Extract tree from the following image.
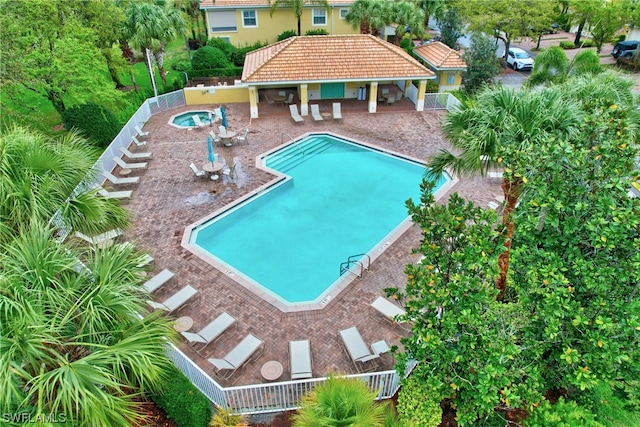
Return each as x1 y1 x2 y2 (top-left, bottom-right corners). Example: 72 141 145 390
428 88 580 299
125 2 186 87
267 0 329 36
291 375 396 427
456 33 502 93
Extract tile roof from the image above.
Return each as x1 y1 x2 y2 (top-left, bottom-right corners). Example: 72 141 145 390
200 0 354 9
242 34 435 83
413 42 467 69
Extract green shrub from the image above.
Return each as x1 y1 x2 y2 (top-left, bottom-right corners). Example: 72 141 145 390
62 102 122 148
151 368 213 427
278 30 298 41
191 46 230 70
304 28 329 36
560 40 576 49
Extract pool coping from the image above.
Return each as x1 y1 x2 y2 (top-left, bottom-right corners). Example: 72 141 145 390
181 131 458 313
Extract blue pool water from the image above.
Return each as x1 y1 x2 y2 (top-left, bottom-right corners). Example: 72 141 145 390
190 135 447 304
171 111 216 128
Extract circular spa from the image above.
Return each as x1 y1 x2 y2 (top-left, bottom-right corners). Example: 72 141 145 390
169 110 216 129
183 134 451 311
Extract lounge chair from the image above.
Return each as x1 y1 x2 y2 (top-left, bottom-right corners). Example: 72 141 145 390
371 297 406 330
113 157 147 169
289 340 313 380
181 312 237 351
142 268 174 293
135 126 149 136
311 104 324 122
338 326 380 371
102 171 140 185
147 285 198 313
191 114 206 128
289 104 304 123
75 229 122 247
333 102 342 120
97 186 133 199
189 163 207 180
120 147 153 160
131 136 147 148
208 334 264 379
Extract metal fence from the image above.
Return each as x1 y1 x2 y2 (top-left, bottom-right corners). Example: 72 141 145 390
167 345 416 415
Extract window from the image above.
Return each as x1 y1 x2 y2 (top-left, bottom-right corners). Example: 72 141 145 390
313 9 327 25
242 10 258 27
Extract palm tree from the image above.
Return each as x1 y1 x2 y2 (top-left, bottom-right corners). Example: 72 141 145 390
427 87 581 299
125 2 187 87
267 0 329 36
291 375 388 427
0 127 128 246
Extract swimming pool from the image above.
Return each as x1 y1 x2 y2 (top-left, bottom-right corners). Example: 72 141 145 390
188 134 450 311
169 110 216 129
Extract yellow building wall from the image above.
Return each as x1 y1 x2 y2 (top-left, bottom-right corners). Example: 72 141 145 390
207 8 359 47
183 86 249 105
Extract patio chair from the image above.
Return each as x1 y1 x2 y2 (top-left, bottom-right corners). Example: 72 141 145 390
102 171 140 185
147 285 198 313
135 125 149 136
208 334 264 380
120 147 153 160
289 104 304 123
338 326 380 372
371 297 406 330
113 157 147 169
75 228 122 248
181 311 237 352
289 340 313 380
311 104 324 122
131 136 147 148
142 268 174 293
333 102 342 120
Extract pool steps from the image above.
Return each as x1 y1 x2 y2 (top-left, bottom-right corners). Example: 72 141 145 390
266 137 332 173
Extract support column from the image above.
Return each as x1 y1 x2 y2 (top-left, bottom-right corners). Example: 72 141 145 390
416 80 427 111
249 86 258 119
300 84 309 116
369 82 378 113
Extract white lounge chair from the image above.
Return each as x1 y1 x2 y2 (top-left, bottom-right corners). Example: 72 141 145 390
311 104 324 122
289 104 304 123
102 171 140 184
208 334 264 379
191 114 206 128
75 229 122 247
142 268 174 293
181 312 237 351
120 147 153 160
338 326 380 371
131 136 147 148
371 297 406 330
147 285 198 313
333 102 342 120
289 340 313 380
98 187 133 199
135 126 149 136
113 157 148 169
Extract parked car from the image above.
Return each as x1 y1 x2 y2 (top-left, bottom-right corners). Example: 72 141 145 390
611 40 640 59
507 47 533 71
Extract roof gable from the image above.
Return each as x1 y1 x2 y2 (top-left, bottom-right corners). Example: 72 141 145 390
242 34 435 83
413 42 467 69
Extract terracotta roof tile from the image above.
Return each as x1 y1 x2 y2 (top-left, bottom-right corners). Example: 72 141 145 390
413 42 467 69
242 34 435 83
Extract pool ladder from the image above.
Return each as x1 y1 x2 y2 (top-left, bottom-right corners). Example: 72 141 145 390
340 254 371 279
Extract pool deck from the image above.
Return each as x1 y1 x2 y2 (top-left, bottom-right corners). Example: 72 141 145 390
116 99 501 386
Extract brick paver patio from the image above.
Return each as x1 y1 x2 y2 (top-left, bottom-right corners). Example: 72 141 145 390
119 99 501 386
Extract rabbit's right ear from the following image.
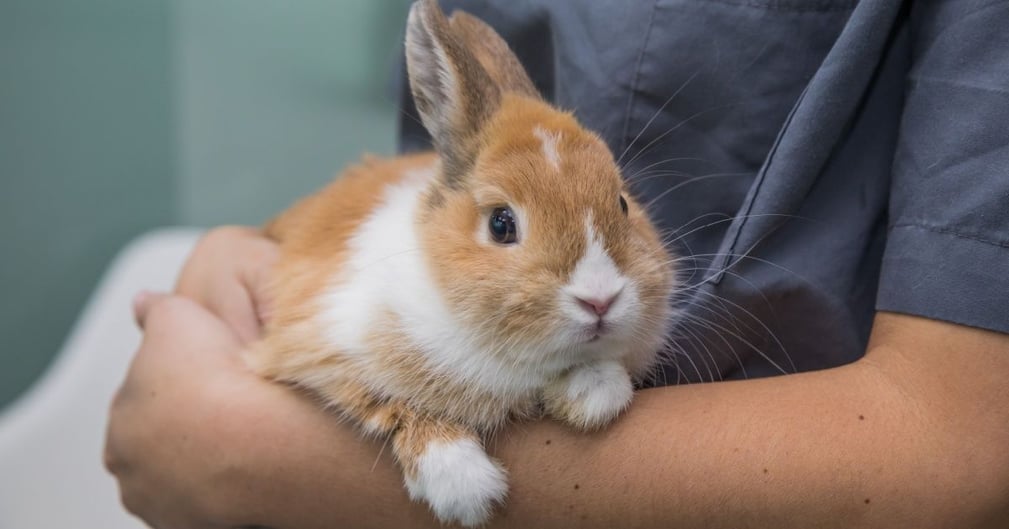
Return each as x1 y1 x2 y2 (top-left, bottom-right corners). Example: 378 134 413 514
406 0 501 188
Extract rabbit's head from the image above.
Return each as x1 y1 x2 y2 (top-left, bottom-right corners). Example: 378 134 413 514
406 0 674 375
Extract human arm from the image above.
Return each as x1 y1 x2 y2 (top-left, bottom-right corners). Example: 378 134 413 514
238 314 1009 529
108 228 1009 529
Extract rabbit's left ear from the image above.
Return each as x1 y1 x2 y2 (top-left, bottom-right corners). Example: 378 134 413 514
406 0 501 187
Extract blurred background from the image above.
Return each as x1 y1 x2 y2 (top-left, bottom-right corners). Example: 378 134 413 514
0 0 410 409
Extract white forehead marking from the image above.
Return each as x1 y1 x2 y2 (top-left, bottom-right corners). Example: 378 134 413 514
533 125 561 171
567 214 627 300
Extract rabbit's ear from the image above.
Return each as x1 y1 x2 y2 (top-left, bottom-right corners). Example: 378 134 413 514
448 11 541 99
406 0 501 187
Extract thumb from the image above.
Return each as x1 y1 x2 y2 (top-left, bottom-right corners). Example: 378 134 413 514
133 290 169 329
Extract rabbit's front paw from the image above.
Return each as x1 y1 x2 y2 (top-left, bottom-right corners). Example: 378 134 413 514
544 361 634 430
407 438 508 527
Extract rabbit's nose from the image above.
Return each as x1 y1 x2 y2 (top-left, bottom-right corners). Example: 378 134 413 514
575 292 621 318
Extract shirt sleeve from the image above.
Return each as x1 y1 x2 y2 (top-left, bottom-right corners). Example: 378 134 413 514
877 0 1009 333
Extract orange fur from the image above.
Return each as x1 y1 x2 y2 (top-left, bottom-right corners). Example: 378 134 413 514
246 0 673 523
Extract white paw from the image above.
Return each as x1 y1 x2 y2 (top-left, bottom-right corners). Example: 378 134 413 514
545 361 634 430
407 439 508 527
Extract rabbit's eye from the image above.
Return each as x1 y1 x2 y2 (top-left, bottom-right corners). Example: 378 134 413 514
487 208 518 244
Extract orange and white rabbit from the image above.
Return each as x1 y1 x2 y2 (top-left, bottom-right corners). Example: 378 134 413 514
247 0 674 526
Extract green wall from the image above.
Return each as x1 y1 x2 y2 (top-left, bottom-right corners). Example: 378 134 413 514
0 0 409 406
0 0 176 403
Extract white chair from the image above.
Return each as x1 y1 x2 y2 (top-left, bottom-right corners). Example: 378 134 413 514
0 229 200 529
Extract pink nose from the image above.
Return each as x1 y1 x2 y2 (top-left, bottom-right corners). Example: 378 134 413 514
576 294 616 318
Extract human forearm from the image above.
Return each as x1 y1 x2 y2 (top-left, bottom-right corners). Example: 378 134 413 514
214 314 1007 529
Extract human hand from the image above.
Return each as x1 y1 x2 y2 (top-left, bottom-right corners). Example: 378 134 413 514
105 294 421 529
176 226 279 343
105 294 258 529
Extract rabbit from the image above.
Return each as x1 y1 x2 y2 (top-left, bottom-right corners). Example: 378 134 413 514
246 0 676 526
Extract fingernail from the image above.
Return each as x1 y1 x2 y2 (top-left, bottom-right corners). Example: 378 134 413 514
133 290 153 312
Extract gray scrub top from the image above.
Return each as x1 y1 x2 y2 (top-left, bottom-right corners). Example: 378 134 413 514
401 0 1009 384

▸ TASK TO CARRY OUT: Turn the lines, from the one containing "Extract rabbit's front" up to and including the one containing "407 438 508 527", into a Markdown table with the columns Row and Line. Number each row and leave out any blank lines.

▸ OUTPUT FOR THIS EXERCISE:
| Row | Line |
|---|---|
| 1 | Extract rabbit's front paw from the image above. |
| 2 | Return each as x1 y1 x2 y2 (top-left, bottom-right corners). Example: 378 134 413 514 |
| 3 | 544 361 634 430 |
| 4 | 407 438 508 527 |